__HOW TO COMPLETE THIS TASK__
Records follow. Select each line holding "below".

------------------------

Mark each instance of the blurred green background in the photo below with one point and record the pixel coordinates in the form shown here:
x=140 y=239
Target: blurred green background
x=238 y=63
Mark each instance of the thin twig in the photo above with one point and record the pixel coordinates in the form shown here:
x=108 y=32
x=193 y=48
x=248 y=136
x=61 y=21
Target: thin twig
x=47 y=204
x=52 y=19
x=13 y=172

------------------------

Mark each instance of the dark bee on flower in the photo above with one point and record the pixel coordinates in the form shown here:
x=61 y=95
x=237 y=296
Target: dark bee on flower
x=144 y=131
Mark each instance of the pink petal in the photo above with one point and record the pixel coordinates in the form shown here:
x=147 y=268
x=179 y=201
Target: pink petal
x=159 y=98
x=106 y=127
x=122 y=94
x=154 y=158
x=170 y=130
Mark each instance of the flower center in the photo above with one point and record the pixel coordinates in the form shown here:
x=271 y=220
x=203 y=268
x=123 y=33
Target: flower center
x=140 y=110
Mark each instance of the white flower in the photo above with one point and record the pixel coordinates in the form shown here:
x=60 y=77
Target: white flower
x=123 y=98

------------------------

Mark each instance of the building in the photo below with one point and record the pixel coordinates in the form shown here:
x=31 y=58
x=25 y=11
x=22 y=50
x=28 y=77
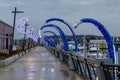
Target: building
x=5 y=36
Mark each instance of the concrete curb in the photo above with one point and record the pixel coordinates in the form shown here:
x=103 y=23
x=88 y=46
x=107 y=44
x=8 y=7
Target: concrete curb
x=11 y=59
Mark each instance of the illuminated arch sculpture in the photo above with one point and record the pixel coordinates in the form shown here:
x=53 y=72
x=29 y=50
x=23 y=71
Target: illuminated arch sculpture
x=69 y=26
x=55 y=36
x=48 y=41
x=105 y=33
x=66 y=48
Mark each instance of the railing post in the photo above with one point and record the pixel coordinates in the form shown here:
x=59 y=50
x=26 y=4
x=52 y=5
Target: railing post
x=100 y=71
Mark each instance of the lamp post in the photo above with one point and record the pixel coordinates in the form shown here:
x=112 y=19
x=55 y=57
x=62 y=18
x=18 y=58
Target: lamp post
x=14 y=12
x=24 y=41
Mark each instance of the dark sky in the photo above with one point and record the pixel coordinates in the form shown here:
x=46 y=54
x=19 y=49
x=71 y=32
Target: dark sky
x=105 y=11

------------------------

__PROBLEM SOLUTION__
Mark each instance of the blurred green background in the photo below with one point and record the pixel coordinates in the form shown here:
Mark each instance of the building in the photo below with one point and record the pixel coordinates in the form shown here:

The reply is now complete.